**PASSAGE TO READ:**
····················
Hereinafter, in FIGS. 5 to 17, the insulating layers INL1, INL2, INL3, INL4, INL5, INL6, and INL7 are not shown separately.

FIGS. 5 to 14 are diagrams illustrating a first area AR1 of a pixel unit according to an embodiment of the disclosure.

Referring to FIG. 4B again, the substrate SUB may include the first area AR1, a second area AR2, and a third area AR3. The first area AR1, the second area AR2, and the third area AR3 may be areas positioned at an edge of the substrate SUB (for example, an edge positioned in a direction opposite to the first direction DR1 from a center of the substrate SUB). The first area AR1 may be an area adjacent to a first corner of the substrate SUB, and the third area AR3 may be an area adjacent to a second corner of the substrate SUB. The second area AR2 may be an area positioned between the first area AR1 and the third area AR3. Pixels positioned in the first area AR1, the second area AR2, and the third area AR3 may be referred to as outer pixels. The outer pixels may indicate pixels positioned closest to the edge of the substrate SUB. For example, the outer pixels may be pixels having the smallest distance in the first direction DR1 from the edge of the substrate SUB.
····················
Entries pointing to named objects
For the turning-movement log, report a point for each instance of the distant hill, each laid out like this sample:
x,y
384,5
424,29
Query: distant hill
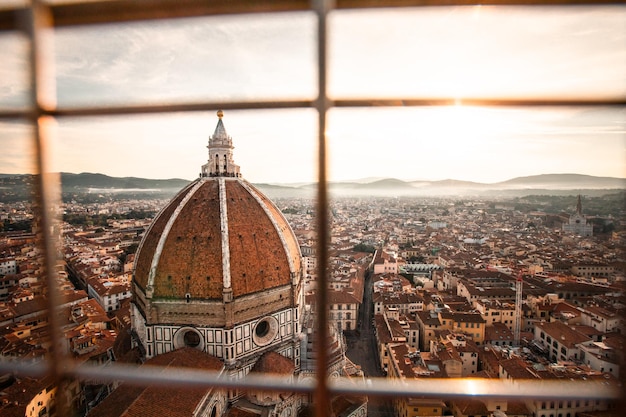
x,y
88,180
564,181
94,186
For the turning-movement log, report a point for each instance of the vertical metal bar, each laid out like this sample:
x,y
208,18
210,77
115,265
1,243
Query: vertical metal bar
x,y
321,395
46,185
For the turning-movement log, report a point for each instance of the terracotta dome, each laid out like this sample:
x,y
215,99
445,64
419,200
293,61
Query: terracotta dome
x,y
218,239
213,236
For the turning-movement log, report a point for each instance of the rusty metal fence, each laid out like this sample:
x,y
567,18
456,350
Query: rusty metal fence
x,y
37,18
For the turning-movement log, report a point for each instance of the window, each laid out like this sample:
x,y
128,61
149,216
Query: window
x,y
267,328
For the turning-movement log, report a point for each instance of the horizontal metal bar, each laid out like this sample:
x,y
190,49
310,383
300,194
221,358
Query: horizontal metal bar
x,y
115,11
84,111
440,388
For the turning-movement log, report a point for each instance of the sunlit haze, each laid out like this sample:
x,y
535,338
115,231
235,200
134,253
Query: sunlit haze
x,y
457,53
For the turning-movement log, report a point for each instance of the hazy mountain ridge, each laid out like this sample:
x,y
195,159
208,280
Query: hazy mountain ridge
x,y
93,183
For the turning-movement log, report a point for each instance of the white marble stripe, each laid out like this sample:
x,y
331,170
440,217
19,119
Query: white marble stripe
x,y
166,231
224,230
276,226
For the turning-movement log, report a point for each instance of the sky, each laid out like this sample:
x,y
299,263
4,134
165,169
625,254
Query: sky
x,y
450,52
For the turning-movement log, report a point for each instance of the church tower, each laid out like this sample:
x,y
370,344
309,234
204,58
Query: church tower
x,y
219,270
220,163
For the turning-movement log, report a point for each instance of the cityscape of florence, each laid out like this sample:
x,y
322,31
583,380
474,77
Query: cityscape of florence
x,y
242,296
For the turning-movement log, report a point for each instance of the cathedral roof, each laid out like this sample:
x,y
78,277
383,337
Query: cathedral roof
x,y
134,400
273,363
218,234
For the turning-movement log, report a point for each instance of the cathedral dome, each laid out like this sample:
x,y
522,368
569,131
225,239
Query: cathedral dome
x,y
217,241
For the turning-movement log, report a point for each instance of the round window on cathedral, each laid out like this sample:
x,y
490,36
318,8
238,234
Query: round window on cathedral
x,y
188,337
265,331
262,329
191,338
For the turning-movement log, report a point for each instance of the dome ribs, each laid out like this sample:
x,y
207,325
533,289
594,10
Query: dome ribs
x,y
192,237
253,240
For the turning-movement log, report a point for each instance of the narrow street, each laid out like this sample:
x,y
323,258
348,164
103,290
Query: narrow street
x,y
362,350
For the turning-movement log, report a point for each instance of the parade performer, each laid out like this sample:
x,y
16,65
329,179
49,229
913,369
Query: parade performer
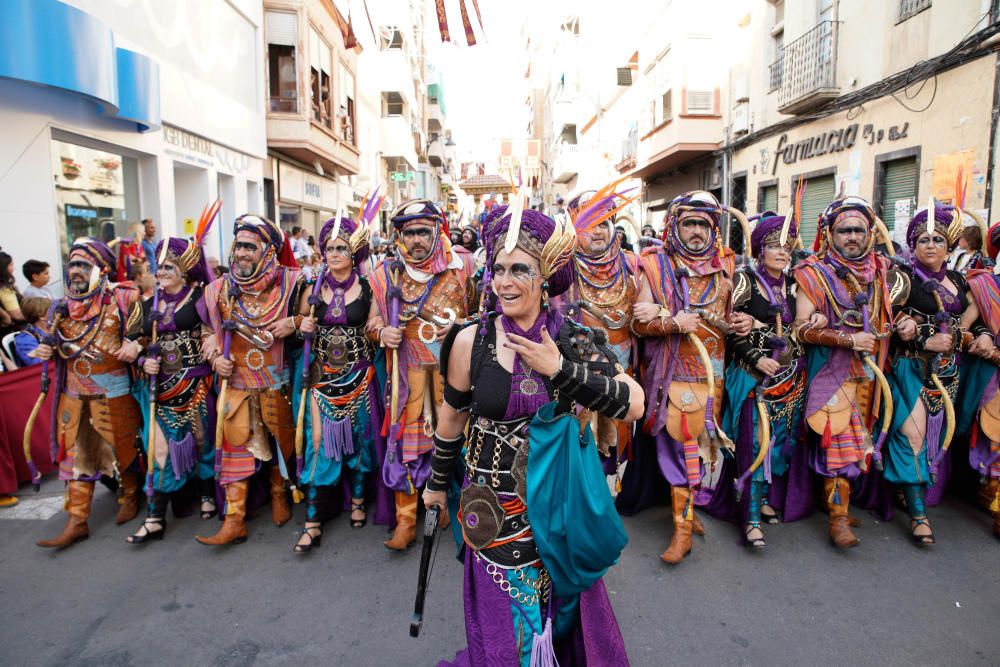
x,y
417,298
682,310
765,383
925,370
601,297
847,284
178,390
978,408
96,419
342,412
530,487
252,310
····················
**SET OF TASKS:**
a: Write out the part of the pixel unit passage starting with "Hereinafter, in FIGS." and going on through "of the disclosure.".
b: Pick up the pixel unit passage where it stops, and continue it from its last sentence.

**THE RESULTS:**
a:
Hereinafter, in FIGS. 5 to 17, the insulating layers INL1, INL2, INL3, INL4, INL5, INL6, and INL7 are not shown separately.

FIGS. 5 to 14 are diagrams illustrating a first area AR1 of a pixel unit according to an embodiment of the disclosure.

b:
FIGS. 5 to 14 are described based on the first area AR1. Since a configuration of the second area AR2 and the third area AR3 is similar to that of the first area AR1, an overlapping description is omitted. A difference between the first area AR1, the second area AR2, and the third area AR3 is described later with reference to FIGS. 16 and 17.

Referring to FIG. 5, exemplary patterns of the first electrode layer CEL1 are shown. A partial pattern of the first electrode layer CEL1 may configure a sub-gate electrode T1sg of the first transistor T1.

Referring to FIG. 6, exemplary patterns of the first active layer ACL1 are shown. The first active layer ACL1 may include channels T1c, T2c, T5c, T6c, T7c, and T8c of the transistors T1, T2, T5, T6, T7, and T8. Each of portions of the first active layer ACL1 spaced apart with a channel interposed therebetween may configure the first electrode and the second electrode of the transistors T1, T2, T5, T6, T7, and T8.

Referring to FIG. 7, exemplary patterns of the second electrode layer CEL2 are shown. The second electrode layer CEL2 may include gate electrodes T1g, T2g, T5g, T6g, T7g, and T8g of the transistors T1, T2, T5, T6, T7, and T8. The gate electrodes T1g, T2g, T5g, T6g, T7g, and T8g may overlap the channels T1c, T2c, T5c, T6c, T7c, and T8c in the third direction DR3.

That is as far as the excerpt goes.